Consigne écrite a
D'après la lettre sur Taroudant, combien de Juifs environ habitent cette ville ?

Extrait de page
• • • • • • •

Monsieur Le Président,

 J’ai l’honneur de répondre à votre lettre du 23 Juin 1908 et la lettre que vous me communiquez ne fait mention à aucun fait précis. Et, en effet, je n’ai point connaissance que quelque chose de grave se soit passé à Taroudant.

Cette ville, située dans le Haut Sous est la capitale de la farouche et indépendante province du Sous, elle est fort importante tant par les fortifications que par le nombre de ses habitants. Les Juifs y sont au nombre de 2000 environ (et non 500 comme vous l’indiquez dans votre bulletin 2ème série N°29). Dans cette même région du Haut Sous et en dehors de Taroudant, il y a près de 2500 autres Israélites répartis entre 31 Mellahs.

Taroudant est une capitale, les juifs y exercent toutes sortes de professions : tailleurs, brodeurs, savetiers, commerçants, épiciers, etc. Un grand nombre d’entre eux se répandent dans toute la région, achetant grains, amandes, huile, peaux pour le compte de leurs coreligionnaires de Mogador et de Marrakech.

• • • • • • •

[Lignes d'un jeu de données de pointage d'objets]
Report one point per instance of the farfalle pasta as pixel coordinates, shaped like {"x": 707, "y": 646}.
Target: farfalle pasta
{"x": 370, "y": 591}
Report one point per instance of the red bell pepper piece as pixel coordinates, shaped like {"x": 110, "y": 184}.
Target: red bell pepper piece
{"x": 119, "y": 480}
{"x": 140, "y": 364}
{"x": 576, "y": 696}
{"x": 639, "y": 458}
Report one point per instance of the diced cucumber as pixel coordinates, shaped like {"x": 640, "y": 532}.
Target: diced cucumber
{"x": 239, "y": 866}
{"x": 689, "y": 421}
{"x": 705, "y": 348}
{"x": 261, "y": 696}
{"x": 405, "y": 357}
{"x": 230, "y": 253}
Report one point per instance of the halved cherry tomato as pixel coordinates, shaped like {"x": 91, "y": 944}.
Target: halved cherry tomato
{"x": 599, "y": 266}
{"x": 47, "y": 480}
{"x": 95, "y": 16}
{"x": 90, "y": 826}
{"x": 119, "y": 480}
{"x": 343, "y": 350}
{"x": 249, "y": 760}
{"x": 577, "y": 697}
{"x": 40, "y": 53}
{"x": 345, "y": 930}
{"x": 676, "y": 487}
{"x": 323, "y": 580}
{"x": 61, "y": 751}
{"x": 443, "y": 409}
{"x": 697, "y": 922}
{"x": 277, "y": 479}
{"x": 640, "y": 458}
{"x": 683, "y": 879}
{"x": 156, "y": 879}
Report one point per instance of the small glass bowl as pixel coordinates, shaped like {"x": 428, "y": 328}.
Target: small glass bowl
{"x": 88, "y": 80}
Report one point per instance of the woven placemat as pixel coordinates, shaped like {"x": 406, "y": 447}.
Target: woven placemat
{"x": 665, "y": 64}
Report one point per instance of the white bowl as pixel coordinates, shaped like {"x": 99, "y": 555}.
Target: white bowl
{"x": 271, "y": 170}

• • • • • • •

Consigne écrite b
Recopiez à l'identique les enregistrements depuis la ligne contenant « Report one point per instance of the white », incluse, jusqu'à la fin des enregistrements.

Réponse a
Environ 2000.

Réponse b
Report one point per instance of the white bowl as pixel coordinates, shaped like {"x": 99, "y": 555}.
Target: white bowl
{"x": 271, "y": 170}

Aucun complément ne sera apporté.